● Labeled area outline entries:

- - - - -

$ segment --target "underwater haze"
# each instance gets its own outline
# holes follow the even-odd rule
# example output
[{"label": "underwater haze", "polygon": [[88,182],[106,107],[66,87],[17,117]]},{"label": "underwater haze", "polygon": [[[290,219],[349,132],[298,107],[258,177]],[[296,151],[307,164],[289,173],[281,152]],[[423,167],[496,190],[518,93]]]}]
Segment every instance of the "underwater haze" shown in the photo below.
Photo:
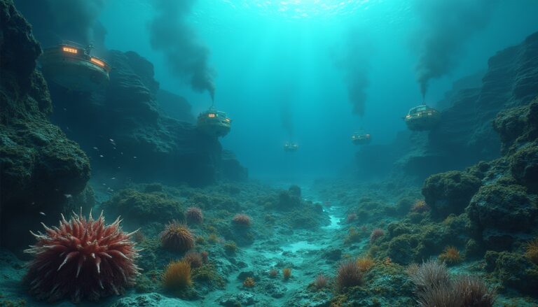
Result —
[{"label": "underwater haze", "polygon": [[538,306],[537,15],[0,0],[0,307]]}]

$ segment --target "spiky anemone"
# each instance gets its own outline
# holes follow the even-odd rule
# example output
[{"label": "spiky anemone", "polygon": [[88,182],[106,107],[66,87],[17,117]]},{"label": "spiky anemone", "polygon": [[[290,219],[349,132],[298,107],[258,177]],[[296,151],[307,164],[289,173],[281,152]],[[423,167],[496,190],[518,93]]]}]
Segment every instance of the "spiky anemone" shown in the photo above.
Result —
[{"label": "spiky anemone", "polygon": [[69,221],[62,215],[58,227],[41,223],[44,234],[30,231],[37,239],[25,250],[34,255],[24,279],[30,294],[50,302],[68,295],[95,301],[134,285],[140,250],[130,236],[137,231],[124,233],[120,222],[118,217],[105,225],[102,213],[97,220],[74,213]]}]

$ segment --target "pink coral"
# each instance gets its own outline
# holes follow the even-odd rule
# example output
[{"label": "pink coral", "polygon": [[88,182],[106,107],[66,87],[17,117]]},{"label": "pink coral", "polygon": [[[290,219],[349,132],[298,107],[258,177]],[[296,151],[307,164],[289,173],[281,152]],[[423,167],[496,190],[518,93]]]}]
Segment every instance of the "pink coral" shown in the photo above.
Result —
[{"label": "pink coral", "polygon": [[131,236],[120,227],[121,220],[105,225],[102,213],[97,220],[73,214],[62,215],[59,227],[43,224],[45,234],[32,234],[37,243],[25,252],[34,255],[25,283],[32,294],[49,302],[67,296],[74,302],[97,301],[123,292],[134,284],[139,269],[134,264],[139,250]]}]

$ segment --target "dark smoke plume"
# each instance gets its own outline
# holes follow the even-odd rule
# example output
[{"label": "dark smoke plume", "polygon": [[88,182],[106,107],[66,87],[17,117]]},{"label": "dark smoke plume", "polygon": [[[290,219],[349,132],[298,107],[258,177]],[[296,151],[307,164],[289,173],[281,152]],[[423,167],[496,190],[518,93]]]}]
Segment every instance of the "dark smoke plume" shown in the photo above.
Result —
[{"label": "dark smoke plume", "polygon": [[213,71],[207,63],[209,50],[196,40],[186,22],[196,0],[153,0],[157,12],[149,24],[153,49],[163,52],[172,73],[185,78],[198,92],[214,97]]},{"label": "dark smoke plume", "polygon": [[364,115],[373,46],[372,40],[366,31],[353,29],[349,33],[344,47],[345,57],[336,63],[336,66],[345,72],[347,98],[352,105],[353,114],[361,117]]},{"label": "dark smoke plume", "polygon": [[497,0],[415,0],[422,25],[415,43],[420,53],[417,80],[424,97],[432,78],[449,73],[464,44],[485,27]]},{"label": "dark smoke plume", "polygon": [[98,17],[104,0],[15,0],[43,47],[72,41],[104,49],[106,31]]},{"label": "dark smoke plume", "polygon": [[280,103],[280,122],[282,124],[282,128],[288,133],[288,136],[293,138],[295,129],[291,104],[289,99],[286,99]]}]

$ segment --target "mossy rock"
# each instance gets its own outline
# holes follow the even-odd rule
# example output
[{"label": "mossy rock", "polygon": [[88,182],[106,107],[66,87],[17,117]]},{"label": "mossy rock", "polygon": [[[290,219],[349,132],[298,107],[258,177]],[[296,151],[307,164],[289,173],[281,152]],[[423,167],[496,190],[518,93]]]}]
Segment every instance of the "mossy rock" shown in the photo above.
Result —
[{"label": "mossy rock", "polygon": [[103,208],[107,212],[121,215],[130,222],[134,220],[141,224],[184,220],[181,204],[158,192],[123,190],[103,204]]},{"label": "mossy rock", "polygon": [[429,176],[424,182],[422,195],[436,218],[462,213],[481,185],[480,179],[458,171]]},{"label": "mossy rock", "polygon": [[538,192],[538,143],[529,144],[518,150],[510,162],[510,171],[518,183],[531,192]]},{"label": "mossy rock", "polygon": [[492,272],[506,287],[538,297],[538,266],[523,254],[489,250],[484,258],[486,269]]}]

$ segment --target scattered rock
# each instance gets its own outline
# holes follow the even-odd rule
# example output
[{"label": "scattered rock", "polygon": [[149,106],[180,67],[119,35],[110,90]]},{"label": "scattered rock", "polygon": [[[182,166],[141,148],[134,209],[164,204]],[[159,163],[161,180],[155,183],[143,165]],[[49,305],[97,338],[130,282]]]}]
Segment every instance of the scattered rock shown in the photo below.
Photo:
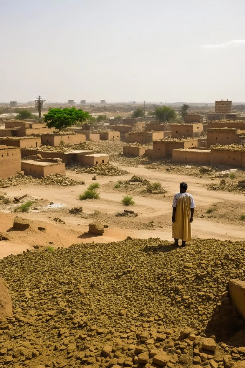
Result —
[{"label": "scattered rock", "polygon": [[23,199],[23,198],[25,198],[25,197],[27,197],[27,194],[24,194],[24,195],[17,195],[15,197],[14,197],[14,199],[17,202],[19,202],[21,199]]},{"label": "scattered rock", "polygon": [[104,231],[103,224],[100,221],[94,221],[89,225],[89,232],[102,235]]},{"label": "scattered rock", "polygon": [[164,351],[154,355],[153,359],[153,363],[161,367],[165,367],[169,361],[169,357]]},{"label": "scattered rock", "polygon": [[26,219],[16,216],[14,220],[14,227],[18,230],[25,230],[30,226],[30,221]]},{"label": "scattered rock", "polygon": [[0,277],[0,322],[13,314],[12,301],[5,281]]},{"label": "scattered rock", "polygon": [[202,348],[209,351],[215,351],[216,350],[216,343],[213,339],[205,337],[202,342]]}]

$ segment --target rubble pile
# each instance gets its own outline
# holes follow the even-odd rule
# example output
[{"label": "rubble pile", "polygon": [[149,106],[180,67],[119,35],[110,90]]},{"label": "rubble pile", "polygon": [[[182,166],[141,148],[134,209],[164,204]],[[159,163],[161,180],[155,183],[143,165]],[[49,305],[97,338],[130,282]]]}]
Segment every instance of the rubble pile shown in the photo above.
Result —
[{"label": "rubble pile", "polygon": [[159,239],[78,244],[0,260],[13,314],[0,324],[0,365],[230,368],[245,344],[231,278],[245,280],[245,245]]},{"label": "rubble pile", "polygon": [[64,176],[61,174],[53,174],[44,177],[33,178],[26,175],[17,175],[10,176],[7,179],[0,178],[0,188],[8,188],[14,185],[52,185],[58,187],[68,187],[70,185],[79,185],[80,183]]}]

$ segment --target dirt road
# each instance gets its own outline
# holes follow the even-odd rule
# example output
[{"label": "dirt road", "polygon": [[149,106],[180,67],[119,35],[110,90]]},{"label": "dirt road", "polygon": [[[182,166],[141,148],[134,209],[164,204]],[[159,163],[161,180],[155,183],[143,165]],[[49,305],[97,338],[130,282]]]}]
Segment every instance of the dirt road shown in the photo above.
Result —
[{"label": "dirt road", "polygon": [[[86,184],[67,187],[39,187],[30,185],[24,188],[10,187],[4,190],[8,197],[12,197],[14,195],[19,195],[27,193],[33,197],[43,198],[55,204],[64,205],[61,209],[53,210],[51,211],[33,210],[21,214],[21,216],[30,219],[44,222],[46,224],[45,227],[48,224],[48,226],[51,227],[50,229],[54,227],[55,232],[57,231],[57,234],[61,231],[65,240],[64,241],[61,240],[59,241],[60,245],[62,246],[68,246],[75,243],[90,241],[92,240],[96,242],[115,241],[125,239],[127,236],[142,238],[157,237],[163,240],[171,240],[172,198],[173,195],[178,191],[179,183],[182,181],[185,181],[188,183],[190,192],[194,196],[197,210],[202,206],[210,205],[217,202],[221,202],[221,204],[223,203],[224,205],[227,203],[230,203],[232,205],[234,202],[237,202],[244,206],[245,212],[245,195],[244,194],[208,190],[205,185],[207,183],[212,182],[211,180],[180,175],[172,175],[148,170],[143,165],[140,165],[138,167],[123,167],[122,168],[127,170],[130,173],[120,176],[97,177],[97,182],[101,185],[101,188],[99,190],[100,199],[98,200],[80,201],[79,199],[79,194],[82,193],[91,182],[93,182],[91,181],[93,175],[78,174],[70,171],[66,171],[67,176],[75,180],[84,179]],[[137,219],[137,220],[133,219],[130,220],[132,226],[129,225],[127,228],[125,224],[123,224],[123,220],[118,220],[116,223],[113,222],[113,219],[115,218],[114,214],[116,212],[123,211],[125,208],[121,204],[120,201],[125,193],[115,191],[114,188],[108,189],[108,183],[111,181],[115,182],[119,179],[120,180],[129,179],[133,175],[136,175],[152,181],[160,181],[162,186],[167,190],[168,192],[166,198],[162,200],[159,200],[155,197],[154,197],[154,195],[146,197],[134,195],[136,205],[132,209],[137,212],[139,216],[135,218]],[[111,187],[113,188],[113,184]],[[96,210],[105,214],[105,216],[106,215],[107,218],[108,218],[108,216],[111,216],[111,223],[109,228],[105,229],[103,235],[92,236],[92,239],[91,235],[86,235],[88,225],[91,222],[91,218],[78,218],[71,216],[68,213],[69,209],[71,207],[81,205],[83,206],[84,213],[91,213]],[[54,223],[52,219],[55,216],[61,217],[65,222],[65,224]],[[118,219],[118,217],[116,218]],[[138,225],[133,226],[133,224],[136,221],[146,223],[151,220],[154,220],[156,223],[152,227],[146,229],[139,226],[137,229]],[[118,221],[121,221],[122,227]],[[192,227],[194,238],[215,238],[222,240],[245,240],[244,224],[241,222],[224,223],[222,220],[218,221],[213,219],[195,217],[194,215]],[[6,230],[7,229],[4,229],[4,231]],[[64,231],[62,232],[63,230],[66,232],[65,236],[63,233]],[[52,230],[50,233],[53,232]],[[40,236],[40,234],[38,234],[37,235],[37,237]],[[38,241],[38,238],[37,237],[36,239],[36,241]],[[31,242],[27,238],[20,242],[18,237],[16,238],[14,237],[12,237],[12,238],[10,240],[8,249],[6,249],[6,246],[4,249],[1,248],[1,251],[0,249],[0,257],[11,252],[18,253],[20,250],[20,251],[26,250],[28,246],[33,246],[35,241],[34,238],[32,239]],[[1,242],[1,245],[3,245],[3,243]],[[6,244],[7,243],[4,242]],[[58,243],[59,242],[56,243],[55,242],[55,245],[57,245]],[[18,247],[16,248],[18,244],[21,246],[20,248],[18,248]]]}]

- - - - -

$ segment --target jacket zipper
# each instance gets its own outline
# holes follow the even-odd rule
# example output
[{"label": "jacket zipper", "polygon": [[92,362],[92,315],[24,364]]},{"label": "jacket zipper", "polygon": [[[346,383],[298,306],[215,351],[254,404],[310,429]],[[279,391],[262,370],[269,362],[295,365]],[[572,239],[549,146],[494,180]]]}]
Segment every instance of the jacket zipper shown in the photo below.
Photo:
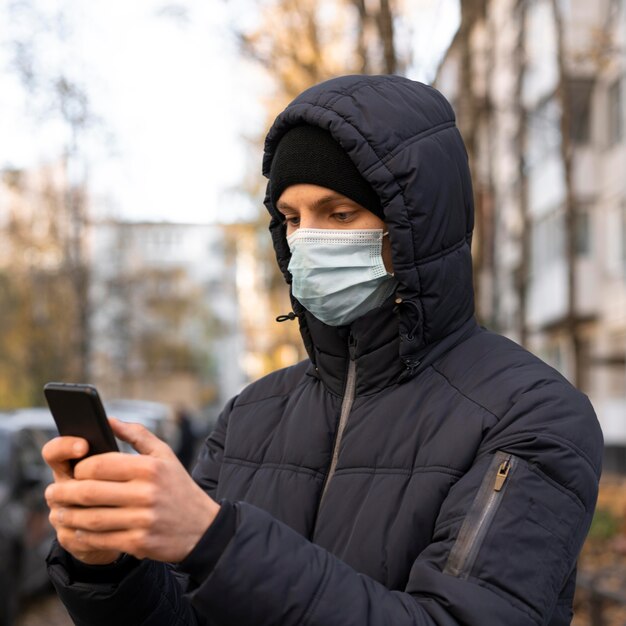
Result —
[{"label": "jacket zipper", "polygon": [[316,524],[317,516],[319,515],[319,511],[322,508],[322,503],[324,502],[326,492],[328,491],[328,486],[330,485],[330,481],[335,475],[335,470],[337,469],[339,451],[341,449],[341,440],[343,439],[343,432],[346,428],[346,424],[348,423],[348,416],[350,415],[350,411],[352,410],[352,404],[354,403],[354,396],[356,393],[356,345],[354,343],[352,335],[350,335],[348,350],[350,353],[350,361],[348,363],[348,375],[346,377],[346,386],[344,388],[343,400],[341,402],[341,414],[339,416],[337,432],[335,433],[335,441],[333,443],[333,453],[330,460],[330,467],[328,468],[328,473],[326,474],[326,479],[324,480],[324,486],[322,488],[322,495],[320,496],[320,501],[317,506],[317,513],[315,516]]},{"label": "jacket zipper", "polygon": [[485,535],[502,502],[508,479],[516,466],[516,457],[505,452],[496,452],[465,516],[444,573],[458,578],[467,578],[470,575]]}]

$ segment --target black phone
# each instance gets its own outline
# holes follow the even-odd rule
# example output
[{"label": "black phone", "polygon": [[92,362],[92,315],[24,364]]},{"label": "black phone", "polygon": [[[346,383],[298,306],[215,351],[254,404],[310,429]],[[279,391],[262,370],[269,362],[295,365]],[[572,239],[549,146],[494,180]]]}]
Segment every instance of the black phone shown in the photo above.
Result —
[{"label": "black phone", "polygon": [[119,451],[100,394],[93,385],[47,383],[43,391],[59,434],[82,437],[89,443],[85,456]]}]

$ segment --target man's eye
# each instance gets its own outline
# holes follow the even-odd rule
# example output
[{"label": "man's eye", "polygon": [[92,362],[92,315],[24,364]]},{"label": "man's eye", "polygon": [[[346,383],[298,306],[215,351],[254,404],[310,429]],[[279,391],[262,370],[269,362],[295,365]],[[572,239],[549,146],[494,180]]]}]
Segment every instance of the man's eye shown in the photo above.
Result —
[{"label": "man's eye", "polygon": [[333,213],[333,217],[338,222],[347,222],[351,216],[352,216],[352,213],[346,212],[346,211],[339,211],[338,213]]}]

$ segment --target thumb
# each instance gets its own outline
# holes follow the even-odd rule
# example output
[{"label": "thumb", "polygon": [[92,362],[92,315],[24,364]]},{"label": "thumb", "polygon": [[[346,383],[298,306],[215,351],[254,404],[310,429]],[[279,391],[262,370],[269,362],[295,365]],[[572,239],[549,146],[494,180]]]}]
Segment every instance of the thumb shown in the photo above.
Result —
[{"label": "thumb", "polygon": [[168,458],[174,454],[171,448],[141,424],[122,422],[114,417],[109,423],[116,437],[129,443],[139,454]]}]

- - - - -

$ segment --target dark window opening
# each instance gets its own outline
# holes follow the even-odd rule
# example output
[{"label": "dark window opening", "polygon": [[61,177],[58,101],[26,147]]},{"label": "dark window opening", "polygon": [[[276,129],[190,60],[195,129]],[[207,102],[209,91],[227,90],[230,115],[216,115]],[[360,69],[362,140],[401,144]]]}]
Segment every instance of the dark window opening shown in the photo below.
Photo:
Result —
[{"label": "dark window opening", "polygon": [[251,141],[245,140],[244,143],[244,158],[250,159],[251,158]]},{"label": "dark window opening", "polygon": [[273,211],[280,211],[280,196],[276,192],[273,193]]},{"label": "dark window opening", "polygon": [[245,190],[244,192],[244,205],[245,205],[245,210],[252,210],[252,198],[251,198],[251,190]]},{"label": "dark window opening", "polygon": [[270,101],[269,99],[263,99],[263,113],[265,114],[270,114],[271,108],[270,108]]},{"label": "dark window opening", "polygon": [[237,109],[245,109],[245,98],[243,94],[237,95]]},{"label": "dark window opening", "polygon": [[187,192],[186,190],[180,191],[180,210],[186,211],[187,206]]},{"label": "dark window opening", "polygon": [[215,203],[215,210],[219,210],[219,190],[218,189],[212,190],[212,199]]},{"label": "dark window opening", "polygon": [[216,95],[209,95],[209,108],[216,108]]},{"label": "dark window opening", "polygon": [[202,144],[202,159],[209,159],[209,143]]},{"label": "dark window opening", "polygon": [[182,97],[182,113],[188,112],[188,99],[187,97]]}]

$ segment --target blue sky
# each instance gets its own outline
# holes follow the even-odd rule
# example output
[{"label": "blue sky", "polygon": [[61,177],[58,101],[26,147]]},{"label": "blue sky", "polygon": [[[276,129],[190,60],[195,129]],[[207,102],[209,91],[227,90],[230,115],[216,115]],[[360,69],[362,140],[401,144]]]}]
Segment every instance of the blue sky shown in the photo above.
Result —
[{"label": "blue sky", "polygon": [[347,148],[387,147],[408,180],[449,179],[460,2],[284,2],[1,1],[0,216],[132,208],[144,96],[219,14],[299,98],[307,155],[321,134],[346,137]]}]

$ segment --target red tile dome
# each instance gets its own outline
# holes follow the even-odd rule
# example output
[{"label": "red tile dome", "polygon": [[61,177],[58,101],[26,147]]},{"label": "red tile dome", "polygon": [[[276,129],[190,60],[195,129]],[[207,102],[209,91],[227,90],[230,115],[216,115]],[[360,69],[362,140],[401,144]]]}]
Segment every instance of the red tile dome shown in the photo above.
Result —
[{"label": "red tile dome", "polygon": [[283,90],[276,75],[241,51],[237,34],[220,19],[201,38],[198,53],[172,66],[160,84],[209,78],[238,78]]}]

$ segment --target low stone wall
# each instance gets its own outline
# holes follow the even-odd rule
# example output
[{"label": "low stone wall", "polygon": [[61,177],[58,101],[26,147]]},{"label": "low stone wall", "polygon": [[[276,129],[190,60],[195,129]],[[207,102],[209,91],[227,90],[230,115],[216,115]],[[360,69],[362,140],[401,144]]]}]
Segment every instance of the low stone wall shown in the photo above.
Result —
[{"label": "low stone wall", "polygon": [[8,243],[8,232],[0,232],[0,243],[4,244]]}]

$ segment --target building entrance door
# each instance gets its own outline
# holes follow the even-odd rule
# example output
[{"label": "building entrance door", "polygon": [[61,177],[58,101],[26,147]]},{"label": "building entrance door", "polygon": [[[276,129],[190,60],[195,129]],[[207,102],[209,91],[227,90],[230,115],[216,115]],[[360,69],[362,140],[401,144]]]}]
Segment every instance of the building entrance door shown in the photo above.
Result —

- - - - -

● EXERCISE GOAL: Locate every line in the data above that contains the word "below" and copy each of those lines.

● PROBLEM SOLUTION:
Segment every instance of the "underwater haze" shown in the photo below.
Segment every instance of the scattered rock shown in the photo below.
Segment every instance of the jacket zipper shown in the photo below.
Segment every instance of the dark window opening shown in the photo below.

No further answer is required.